## Listed entries
** BEGIN **

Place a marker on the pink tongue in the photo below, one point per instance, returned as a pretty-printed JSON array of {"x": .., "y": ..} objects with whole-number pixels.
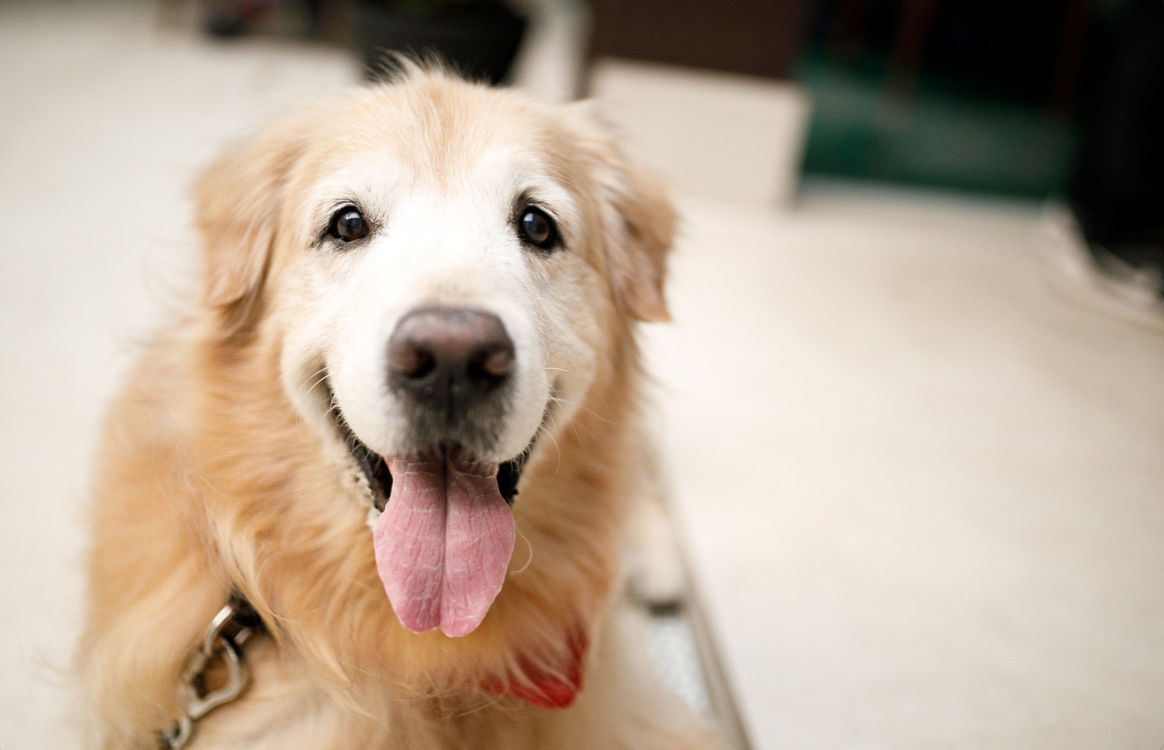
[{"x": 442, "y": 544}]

** END **
** BEGIN **

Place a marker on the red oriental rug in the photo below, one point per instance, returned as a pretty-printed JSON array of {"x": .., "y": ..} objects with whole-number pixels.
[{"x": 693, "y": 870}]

** END **
** BEGIN **

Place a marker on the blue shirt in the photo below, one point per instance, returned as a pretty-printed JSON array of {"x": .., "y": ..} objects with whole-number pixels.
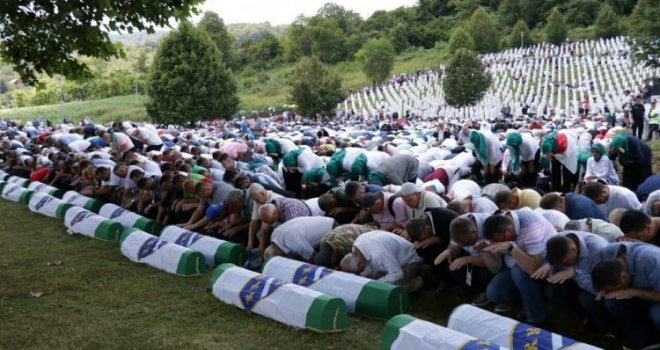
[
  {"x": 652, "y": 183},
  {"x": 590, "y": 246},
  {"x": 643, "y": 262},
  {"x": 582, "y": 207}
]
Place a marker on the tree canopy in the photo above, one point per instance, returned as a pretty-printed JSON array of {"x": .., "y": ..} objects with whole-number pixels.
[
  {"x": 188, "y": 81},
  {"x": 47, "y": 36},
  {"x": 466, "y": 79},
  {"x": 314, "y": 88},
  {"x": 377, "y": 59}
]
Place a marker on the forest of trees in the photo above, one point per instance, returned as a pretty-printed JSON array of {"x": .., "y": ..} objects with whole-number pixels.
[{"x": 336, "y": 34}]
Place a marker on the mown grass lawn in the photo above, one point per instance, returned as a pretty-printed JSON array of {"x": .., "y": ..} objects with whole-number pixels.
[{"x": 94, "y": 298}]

** END **

## Exercise task
Count the lines above that contain the word "below". Give only the number.

## Written response
3